* BLOCO DE TEXTO:
---
Introdução
A história se repete tanto que até parece bíblica: você abre a sua pequena startup com seu colega de faculdade com uma ideia na cabeça e nada no bolso. Levanta um singelo capital de giro com amigos e familiares e contrata um desenvolvedor para criar o software que irá transformar seu sonho de negócio em realidade. Não tem dinheiro para contratar o desenvolvedor neste momento ou arcar integralmente com o merecido salário do programador. Solução? Você conversa com ele e propõem para ele entrar na empresa com você como sócio. Confiante no sucesso futuro do negócio, ele aceita. Pronto, o seu negócio virou uma
“sociedade” e “abrem uma firma”, uma EPP, modesta. Os primeiros clientes licenciam o seu software. O boca-a-boca funciona, mais gente entra em contato. Mas para a expansão do seu modelo, precisa de mais capital. Você e o seu sócio conhecem alguém interessado a investir em vocês e auxiliá-los na rotina financeira da empresa. Temos o seu CFO. Você e o seus sócios funcionam como um relógio suíço. A confiança mútuo e o esforço de todos vocês são imprescindíveis para o sucesso da empresa. Primeiro grande contrato surge,
faturamento cresce. Várias pessoas batem à sua porta interessadas em investir (conceitos como investidores angel, seed, incubators se tornam rotineiros em seu vocabulário). A empresa celebra vários instrumentos de mútuo conversível, com a promessa de quer “no momento certo” eles vão entrar na empresa e virar sócios. O momento chega. Agora você tem vários sócios que você mal conhece. Isso não vai afetar a dinâmica da gestão da minha empresa? O sucesso da minha empresa sempre dependeu da confiança e alinhamento entre os sócios e administradores. Bom, mas do outro lado os seus investidores não te conhecem também e guardam os mesmos receios. Afinal, ser sócio de uma Ltda. é uma
responsabilidade!
---
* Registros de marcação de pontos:
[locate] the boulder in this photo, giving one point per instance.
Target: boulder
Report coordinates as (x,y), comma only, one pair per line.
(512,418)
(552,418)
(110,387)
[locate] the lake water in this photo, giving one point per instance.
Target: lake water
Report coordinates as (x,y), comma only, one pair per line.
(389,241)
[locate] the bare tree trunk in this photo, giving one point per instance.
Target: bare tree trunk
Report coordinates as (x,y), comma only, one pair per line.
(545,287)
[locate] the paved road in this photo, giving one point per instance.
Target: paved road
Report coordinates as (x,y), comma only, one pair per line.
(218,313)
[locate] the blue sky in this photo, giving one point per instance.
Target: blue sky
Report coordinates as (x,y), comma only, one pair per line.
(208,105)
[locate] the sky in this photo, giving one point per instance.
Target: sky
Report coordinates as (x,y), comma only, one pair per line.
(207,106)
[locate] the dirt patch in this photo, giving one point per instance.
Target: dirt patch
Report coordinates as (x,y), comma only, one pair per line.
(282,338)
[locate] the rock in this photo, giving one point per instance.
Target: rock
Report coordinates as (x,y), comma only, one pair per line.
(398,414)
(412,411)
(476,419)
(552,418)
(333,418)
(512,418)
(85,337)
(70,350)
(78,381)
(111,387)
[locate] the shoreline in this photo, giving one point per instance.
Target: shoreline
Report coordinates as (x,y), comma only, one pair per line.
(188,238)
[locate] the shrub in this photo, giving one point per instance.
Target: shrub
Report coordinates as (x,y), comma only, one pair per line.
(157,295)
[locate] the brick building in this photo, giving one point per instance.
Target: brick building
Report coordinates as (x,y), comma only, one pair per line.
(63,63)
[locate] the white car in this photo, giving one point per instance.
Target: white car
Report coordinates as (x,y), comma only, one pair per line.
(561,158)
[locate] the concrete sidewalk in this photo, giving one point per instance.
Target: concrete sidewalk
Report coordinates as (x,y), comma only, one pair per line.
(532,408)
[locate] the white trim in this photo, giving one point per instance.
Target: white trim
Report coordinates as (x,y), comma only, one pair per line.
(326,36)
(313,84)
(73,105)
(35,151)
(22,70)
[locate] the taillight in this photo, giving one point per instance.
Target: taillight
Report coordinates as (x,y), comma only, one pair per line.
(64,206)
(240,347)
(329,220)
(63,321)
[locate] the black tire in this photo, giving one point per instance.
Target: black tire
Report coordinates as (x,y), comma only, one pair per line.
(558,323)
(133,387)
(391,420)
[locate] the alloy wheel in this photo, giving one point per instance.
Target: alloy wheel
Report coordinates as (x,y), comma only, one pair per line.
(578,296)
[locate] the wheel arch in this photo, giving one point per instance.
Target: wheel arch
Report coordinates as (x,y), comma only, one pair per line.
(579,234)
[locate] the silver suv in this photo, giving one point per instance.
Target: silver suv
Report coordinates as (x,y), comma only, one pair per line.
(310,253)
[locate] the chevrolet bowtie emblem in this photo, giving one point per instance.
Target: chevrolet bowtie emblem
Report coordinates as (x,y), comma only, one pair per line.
---
* FAÇA ISTO: Liste os conceitos que, segundo o texto sobre a startup, se tornam rotineiros no vocabulário de quem recebe investidores.

* RESPOSTA À TAREFA:
- investidores angel
- seed
- incubators